** Extrait du texte **
****************************************

Décidément, Rian Johnson est toujours aussi con.
Mais cette fois, ce n'est pas pour avoir fait imploser de l'intérieur une des franchises les plus chères… au coeur des éternels teenagers du monde entiers.
Non, ce coup-ci, il l'est dans le sens: "haha, mais qu'il est con".
Parce que le garçon s'est quand même permis, au cours d'une interview livrée à Vanity Fair, de lâcher…
le plus gros spoiler permanent pour tous les films contemporains se déroulant à l'époque actuelle.
Le père de tous les spoilers. Le boss du divulgachâge.
Le troll du déflecteur au sommet de l'Everest de la défloration.
Mais avant de revenir sur cette révélation fumante, le contexte.
Aussi curieux que cela puisse paraître, Hollywood confie à l'homme qui a dynamité Star Wars les rênes d'une production qu'il a imaginé, écrit et qu'il entend même diriger. Une nouvelle preuve, s'il en était besoin, que les producteurs de cinéma fonctionnent comme les grands labos pharmaceutiques ou les compagnies d'armement: ils ne regardent que les chiffres, et jamais la façon de les obtenir (Les derniers Jedi ? 317 millions de budget, 1 milliards 332 millions de rentrées. Saint Rian peut continuer à jeter des sabres laser derrière son épaule… Amen).

****************************************

Entrées de données
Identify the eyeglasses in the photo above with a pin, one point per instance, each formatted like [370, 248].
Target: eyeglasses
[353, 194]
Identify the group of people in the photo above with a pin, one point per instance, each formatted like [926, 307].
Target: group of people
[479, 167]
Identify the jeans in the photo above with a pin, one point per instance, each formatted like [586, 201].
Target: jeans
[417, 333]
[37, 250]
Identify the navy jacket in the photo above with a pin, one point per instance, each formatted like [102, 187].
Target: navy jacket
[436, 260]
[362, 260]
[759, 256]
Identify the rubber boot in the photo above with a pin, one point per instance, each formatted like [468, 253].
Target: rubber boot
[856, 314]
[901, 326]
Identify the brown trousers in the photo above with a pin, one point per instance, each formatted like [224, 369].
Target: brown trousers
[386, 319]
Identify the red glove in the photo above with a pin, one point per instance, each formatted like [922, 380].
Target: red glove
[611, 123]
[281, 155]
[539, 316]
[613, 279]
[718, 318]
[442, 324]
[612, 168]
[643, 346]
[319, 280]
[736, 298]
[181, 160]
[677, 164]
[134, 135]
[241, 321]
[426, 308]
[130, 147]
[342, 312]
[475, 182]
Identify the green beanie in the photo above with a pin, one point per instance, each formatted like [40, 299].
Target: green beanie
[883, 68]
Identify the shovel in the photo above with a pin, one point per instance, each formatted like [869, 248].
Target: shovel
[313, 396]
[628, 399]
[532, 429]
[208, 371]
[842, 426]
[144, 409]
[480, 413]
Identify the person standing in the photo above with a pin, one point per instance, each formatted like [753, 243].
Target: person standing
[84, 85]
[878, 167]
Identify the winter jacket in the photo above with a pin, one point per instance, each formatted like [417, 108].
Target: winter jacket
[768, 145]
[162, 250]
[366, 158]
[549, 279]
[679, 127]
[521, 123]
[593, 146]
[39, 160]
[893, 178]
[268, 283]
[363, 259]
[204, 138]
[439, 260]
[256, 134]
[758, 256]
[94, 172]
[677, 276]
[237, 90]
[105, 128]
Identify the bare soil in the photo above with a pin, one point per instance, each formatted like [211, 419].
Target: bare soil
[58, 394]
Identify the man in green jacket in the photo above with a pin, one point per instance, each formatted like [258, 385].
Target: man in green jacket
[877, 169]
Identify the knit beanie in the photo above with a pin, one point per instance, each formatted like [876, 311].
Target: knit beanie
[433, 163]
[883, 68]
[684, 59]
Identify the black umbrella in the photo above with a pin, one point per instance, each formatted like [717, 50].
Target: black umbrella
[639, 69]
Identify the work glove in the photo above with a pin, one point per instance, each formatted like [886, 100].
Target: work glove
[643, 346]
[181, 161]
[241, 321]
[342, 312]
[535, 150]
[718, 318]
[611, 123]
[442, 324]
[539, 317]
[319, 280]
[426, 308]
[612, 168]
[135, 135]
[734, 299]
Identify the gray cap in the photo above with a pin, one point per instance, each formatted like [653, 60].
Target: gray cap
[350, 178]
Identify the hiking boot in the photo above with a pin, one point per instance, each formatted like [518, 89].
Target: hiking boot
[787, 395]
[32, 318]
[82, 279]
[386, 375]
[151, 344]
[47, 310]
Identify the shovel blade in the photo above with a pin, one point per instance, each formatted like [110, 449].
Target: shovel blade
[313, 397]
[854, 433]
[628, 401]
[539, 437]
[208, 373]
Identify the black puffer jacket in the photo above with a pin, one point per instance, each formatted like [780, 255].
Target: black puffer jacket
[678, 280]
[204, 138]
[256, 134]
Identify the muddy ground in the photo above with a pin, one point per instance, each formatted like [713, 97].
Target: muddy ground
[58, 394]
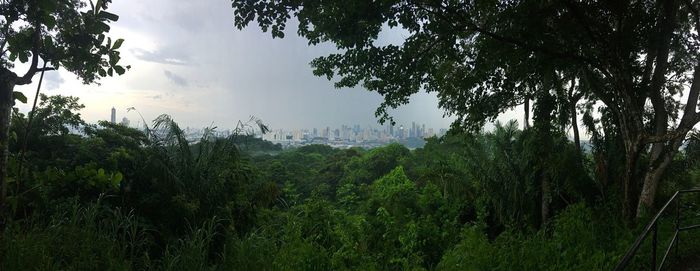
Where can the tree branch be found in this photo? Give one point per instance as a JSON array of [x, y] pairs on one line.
[[33, 67]]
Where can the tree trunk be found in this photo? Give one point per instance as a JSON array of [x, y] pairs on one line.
[[6, 104], [630, 179], [546, 199], [526, 120], [574, 125], [651, 183]]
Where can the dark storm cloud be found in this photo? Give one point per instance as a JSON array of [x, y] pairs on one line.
[[176, 79], [195, 45]]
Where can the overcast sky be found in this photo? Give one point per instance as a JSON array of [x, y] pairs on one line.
[[188, 60]]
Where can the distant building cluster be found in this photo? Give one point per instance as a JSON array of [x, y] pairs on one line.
[[113, 118], [345, 136], [352, 136]]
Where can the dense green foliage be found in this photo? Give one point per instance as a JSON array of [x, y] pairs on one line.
[[637, 60], [115, 198]]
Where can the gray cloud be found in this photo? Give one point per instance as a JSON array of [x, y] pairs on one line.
[[247, 71], [161, 56], [178, 80]]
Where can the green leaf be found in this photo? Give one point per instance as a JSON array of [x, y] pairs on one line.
[[117, 44], [19, 96], [119, 69], [109, 16], [23, 57], [117, 178]]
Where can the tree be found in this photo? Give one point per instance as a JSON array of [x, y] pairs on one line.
[[484, 57], [62, 33]]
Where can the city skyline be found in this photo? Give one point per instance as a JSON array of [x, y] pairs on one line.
[[221, 75]]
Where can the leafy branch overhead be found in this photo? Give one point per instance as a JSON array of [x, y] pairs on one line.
[[640, 60], [66, 33]]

****************************************

** Consigne **
Recopiez le passage de l'article sur Rian Johnson depuis « Parce que le » jusqu'à « de la défloration. » inclus.

** Zone de réponse **
Parce que le garçon s'est quand même permis, au cours d'une interview livrée à Vanity Fair, de lâcher…
le plus gros spoiler permanent pour tous les films contemporains se déroulant à l'époque actuelle.
Le père de tous les spoilers. Le boss du divulgachâge.
Le troll du déflecteur au sommet de l'Everest de la défloration.